Selected passage –

I want to be an Occupational Therapist because I know what it's like to want to be as independent as possible and feel like you don't have the proper resources. I want to be able to help people that will be in the shoes I am in now. I want to give my patients what my OT has given me; hope, faith, encouragement, and the chance to have a fulfilling life in which I can be independent.

So, my OT got a hold of this essay and read it and said congratulations and all that jazz and then today we were talking about school and he asked me what I wanted to do in university. I told him I still wanted to be an OT but, that I was unsure and he asked why.  I told him I felt as though I might struggle with certain aspects of the job because when I'm working with him, I struggle with some stuff (this is why I GO to therapy hahaha) and so, I have been worried about how I would help my clients if I struggle with certain tasks and he asked what kind of tasks I was thinking about. Things like lifting and walking, physical tasks could be problematic    My OT told me that was a good question, but that I would be able to work in a mental health setting or other areas.  I told him I don't want my chair to get in the way of what I truly want to do because I KNOW I will regret it, speaking from experience.  I also told him that I think that for my patients it would be neat to have an OT in a wheelchair because I can understand their challenges better than a "walking" OT can and he agreed.   He told me that he will be excited to see it happen.  Having his support has reaffirmed that I know I can do it; it will be hard, but I know it will be so worth it in the end.   You might ask why I cry over this, but what you need to understand is, so many therapists have told me I'm not going to do things, so this is a more than welcome change of tune for me.

Dataset excerpt –
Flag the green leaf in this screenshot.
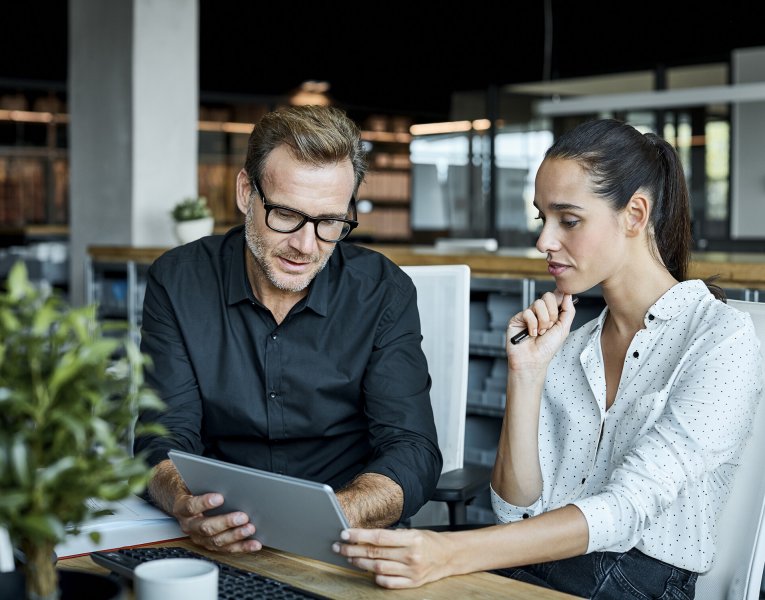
[37,456,75,485]
[11,435,31,486]
[0,491,29,512]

Exercise directions – In the text about becoming an occupational therapist, what setting did the OT say the writer could work in?

Response area – A mental health setting, or other areas.